### RECORDS PROVIDED
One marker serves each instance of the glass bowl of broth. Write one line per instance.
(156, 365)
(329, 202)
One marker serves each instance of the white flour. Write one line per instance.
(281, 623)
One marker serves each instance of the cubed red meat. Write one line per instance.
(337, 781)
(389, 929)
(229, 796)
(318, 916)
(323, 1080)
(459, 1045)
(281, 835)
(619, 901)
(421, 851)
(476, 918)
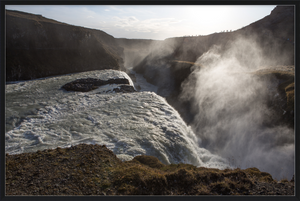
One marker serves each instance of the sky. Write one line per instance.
(152, 21)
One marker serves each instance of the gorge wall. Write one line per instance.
(172, 62)
(39, 47)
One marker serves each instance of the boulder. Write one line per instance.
(88, 84)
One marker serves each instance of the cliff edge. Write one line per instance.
(39, 47)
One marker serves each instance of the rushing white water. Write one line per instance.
(40, 115)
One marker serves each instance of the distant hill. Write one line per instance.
(39, 47)
(171, 63)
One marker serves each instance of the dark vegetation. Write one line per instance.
(95, 170)
(39, 47)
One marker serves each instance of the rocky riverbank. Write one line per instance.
(95, 170)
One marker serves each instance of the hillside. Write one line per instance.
(271, 38)
(39, 47)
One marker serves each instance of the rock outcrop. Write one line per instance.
(89, 84)
(39, 47)
(95, 170)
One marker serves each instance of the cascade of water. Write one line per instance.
(40, 115)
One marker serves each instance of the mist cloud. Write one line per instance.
(233, 119)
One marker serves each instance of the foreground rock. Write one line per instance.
(95, 170)
(89, 84)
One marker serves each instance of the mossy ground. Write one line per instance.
(95, 170)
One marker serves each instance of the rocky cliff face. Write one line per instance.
(38, 47)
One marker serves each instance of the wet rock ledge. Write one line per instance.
(89, 84)
(95, 170)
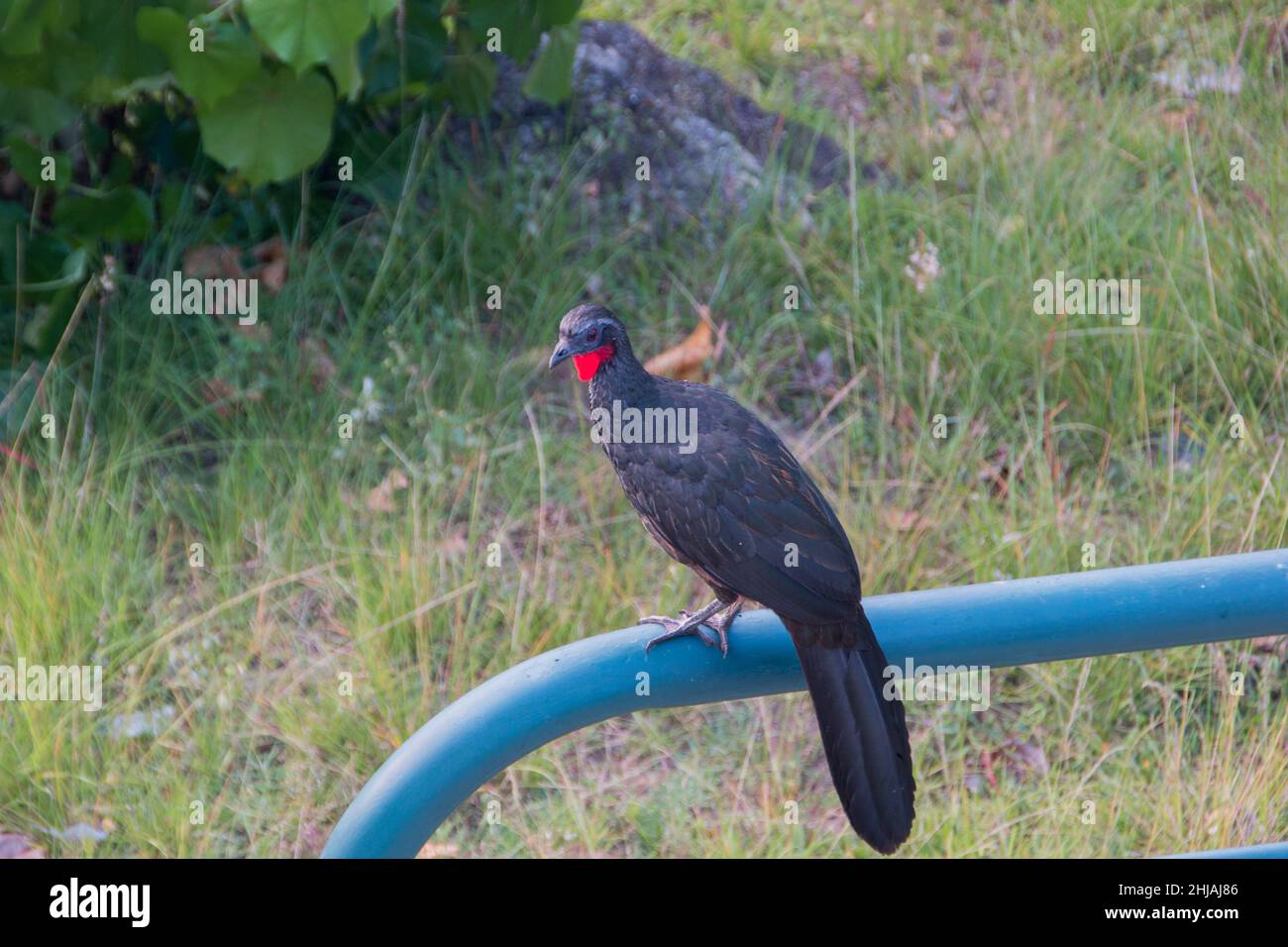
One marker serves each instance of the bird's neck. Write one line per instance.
(622, 379)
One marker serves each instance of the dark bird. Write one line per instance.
(737, 508)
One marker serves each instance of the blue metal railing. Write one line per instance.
(995, 624)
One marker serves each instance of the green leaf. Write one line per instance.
(230, 55)
(557, 12)
(119, 55)
(516, 21)
(38, 110)
(123, 213)
(27, 159)
(468, 82)
(304, 33)
(550, 76)
(271, 128)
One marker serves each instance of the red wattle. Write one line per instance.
(588, 364)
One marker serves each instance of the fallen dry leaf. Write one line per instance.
(438, 849)
(381, 499)
(20, 847)
(213, 262)
(684, 361)
(271, 268)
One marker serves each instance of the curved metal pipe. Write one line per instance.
(996, 624)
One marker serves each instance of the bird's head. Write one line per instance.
(591, 337)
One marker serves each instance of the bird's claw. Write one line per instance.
(675, 628)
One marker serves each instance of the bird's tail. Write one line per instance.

### WHAT IS EXPECTED
If a record contains a picture, drop the picture and repeat the rest exactly.

### WRITTEN ANSWER
One marker serves each instance of the glass bowl of broth. Write one line per instance.
(156, 365)
(329, 202)
One marker serves each instance of the white flour. Write one line per instance.
(281, 623)
One marker serves each instance of the cubed red meat. Write one line per instance.
(337, 781)
(389, 929)
(229, 796)
(318, 916)
(323, 1080)
(459, 1045)
(281, 835)
(619, 901)
(421, 851)
(476, 918)
One marker serves each instance of the sky. Write one line per instance.
(152, 21)
One marker serves each instance of the gorge wall. Write one line per instance.
(172, 62)
(39, 47)
One marker serves each instance of the boulder. Write one line per instance.
(88, 84)
One marker serves each instance of the cliff edge. Write one line per instance.
(39, 47)
One marker serves each instance of the rushing white water. Write one line per instance.
(40, 115)
One marker serves each instance of the distant hill. Write one line per instance.
(39, 47)
(171, 63)
One marker serves each instance of the dark vegetation. Write one line per instance.
(95, 170)
(39, 47)
One marker serves each instance of the rocky riverbank. Write one line per instance.
(95, 170)
One marker serves each instance of the hillside. Write one line per instance.
(271, 38)
(39, 47)
One marker serves each instance of the rock outcrop. Write one line per instance.
(89, 84)
(39, 47)
(95, 170)
One marker serves each instance of the cascade of water. Write one line per instance.
(40, 115)
One marker serves each instance of the mist cloud. Write one line per instance.
(233, 119)
One marker serves each instance of the foreground rock. Write one line per instance.
(95, 170)
(89, 84)
One marker serves each instance of the mossy ground. Write one line per instance.
(95, 170)
One marker serves each instance of the rocky cliff face. Write one line per instance.
(38, 47)
One marker serves each instance of the wet rock ledge. Write one line per instance.
(89, 84)
(95, 170)
One marker serves each instance of the bird's neck. Write one line per instance.
(622, 379)
One marker serves each instance of the dark bird. Write one line per instance.
(737, 508)
One marker serves each instance of the blue metal railing. Write one line per instance.
(995, 624)
One marker serves each instance of the green leaf. Write one line per instance.
(230, 55)
(557, 12)
(119, 55)
(516, 21)
(38, 110)
(123, 213)
(27, 159)
(468, 82)
(304, 33)
(550, 76)
(271, 128)
One marker serves each instance of the red wattle. Write one line per instance.
(588, 364)
One marker serves each instance of the fallen dry leaf. Write one line per instance.
(438, 849)
(381, 499)
(20, 847)
(213, 262)
(684, 361)
(271, 268)
One marker serves each instance of the curved metal pipe. Write one line per instance.
(996, 624)
One marker serves each instance of the bird's head. Write one line per instance.
(591, 337)
One marker serves each instance of the bird's claw. Write one line per instance.
(675, 628)
One marker serves each instance of the bird's tail. Write one line per instance.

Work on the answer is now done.